### Excerpted passage
···
Chakra scalpel is a good tool to use against Kimi's multiple layers of bones. It targets internal organs similarly  to Jyuken. So unless Kimi's bones completely block chakra Chakra Scalpel is going to work just fine. *If* connected. Connecting is the problem - not only Kimimaro can spam offensive bones limiting direct contact with his body - he is also a good deal superior in CQC and will be countering Kabuto's attack with his own. Luckily Kabuto has his regen. So imo Kabuto is at a disadvantage but still capable of winning. If you allow prep and use another location - with his collection of corpses Kabuto can create a good trap which should boost his chances of critical/sneaky Chakra Scalpel.

Overall giving it to Kimi with those stipulations. Kabuto is on the higher level but Kimi is a bad match up for him. Imo.

Didn't get Scenario 2. Kabuto with White Snake powers mastered murders Kimi even without SM. Pre-WS Kabuto is fucked.


----------



## RedChidori (Jan 4, 2014)

Kimimaro stomps during the First scenario. Kabuto would get pierced by a multitude of Kimi's bones if he tries to get close and go for a chakra scalpel. Kimi won't even need to use CS2, heck he'd probably kill Kabuto in base with his Bone Sword. But if Kabuto manages to land a decent hit on Kimimaro while he's in base, he'll have to resort to CS1 and kill Kabuto there in that state. The first scenario is really just in Kimi's favor since he's healthy and Kabuto sucks in Taijutsu.

Now scenario 2 is different. I don't know what you mean by Part II Kabuto, but I'm assuming you're talking about Snake Sage Kabuto. If that's the case, he stomps Edo Kimimaro. If you only mean the Kabuto that recently took Oro's cells when he confronted Naruto, then I say Kimi should take it more times than not.


----------



## Master Sephiroth (Jan 4, 2014)

Kimimaro should win against Part I Kabuto mid-difficulty. His Taijutsu is too good, but his speed is actually significantly better than Kabuto's. 

I'm assuming Part II Kabuto refers to Kabutomaru without SM. In which case, I'd favor Kabuto.


----------



## The Pirate on Wheels (Jan 4, 2014)

alex payne said:


> Kimimaro-wankers are going to rip me apart. Oh, well.
···
(Dataset items)

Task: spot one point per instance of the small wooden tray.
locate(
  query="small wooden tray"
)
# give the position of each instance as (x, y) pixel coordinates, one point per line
···
### Work to complete
In the forum thread, what does RedChidori say Kimimaro would probably use to kill Kabuto in base? This data comes from a separate source.

### Written response
His Bone Sword.